Nayla Daoun nous accueille dans son bureau totalement rénové. «Savez-vous qui est venu estimer les dégâts, avant même le ministère de l’Éducation? Vincent Gelot, le responsable de l’Œuvre d’Orient au Liban», relève la directrice. L’œuvre d’Orient est une association française, fondée en 1856, dédiée à l’aide aux chrétiens d’Orient.

Des milliers de maisons attendent toujours d’être restaurées. swissinfo.ch

Une nouvelle organisation genevoise

L’Œuvre d’Orient a bénéficié du soutien financier de la fondation suisse Alliance internationale pour la protection du patrimoine dans les zones de conflit (Aliph) pour la réhabilitation de l’École orthodoxe grecque des Trois Docteurs.

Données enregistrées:
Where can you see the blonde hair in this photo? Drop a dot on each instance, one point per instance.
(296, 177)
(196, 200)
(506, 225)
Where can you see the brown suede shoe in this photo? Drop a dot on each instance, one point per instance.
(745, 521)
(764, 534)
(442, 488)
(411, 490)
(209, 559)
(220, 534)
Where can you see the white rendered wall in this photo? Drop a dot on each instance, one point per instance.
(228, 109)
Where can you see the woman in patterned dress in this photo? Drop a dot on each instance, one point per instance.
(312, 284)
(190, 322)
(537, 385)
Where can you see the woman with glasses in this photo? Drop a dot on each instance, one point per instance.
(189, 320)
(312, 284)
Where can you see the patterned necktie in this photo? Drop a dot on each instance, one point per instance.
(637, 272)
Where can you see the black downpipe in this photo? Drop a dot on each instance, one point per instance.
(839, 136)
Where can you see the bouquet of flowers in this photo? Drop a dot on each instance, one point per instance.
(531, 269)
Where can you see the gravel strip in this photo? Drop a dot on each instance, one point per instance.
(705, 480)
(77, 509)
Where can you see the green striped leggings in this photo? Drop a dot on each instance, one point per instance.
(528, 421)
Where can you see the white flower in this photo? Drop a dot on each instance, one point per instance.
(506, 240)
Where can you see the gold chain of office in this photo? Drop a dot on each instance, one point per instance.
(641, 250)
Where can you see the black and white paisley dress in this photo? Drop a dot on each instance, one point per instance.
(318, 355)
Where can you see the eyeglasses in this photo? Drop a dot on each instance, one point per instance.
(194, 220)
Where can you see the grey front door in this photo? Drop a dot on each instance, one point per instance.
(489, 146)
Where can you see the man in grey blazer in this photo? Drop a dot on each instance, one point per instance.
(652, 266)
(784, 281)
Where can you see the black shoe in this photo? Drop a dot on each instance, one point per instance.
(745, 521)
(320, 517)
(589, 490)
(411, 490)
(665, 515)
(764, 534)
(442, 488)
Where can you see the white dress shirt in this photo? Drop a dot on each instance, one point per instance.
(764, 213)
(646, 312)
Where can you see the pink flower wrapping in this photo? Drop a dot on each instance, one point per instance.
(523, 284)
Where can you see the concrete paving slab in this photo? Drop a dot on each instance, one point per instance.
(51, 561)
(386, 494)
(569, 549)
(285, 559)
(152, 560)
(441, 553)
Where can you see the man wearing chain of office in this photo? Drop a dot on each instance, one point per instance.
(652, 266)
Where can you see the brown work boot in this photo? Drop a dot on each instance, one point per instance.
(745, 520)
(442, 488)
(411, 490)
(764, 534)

— LISTE DES TÂCHES —
1 – D'après l'extrait, en quelle année l'Œuvre d'Orient a-t-elle été fondée ?
2 – Recopiez fidèlement le passage de l'extrait qui commence aux mots « Des milliers de » et se termine après « des Trois Docteurs. ».
Les données n'ont aucun rôle ici.

— RÉPONSES FOURNIES —
1 – En 1856.

2 –
Des milliers de maisons attendent toujours d’être restaurées. swissinfo.ch

Une nouvelle organisation genevoise

L’Œuvre d’Orient a bénéficié du soutien financier de la fondation suisse Alliance internationale pour la protection du patrimoine dans les zones de conflit (Aliph) pour la réhabilitation de l’École orthodoxe grecque des Trois Docteurs.